#### [Task objective]
Replace "beak" with "bill" in the lines starting with the line that contains "Where can the bird's beak be seen here?" and going on through the line that contains "x=129, y=28". Write out only those lines, with nothing else changed.

#### [Exercise material]
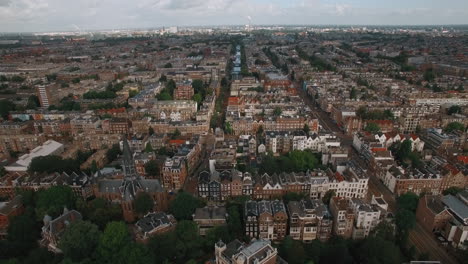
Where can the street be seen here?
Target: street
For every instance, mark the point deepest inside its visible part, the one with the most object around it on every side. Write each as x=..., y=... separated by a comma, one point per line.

---

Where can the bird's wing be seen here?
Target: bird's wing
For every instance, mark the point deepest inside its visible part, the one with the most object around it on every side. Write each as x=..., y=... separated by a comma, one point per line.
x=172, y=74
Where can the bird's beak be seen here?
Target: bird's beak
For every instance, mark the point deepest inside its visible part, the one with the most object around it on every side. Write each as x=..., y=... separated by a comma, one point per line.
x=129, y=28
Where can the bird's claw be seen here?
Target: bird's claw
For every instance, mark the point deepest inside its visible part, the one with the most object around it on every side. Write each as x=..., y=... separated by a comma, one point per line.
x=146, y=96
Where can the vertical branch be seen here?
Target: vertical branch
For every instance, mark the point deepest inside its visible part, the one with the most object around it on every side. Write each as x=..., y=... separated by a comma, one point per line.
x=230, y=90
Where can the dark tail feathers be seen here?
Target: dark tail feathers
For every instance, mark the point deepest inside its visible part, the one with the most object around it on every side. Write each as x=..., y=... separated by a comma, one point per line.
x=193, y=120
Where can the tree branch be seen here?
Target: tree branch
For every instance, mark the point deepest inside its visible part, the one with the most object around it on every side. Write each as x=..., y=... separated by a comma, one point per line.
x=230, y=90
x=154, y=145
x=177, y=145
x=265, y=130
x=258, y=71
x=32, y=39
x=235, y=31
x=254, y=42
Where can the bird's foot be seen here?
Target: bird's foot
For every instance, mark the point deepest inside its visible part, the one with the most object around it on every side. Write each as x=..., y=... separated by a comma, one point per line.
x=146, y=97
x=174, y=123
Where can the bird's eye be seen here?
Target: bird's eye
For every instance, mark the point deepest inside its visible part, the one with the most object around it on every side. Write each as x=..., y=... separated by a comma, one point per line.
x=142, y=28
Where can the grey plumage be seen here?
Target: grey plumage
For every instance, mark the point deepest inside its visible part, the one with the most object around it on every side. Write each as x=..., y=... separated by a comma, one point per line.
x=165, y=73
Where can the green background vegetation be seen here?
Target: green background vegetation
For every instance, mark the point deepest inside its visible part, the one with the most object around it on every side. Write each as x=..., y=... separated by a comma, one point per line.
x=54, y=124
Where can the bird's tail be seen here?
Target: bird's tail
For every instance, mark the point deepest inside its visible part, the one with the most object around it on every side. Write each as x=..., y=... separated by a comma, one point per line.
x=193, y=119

...

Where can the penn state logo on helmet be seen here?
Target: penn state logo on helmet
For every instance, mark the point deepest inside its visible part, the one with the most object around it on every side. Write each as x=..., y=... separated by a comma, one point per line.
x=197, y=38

#### [Finished answer]
Where can the bird's bill be seen here?
Target: bird's bill
For every instance, mark the point deepest inside its visible part, the one with the most object around it on every side. Write each as x=..., y=... separated by a comma, one point per line.
x=129, y=28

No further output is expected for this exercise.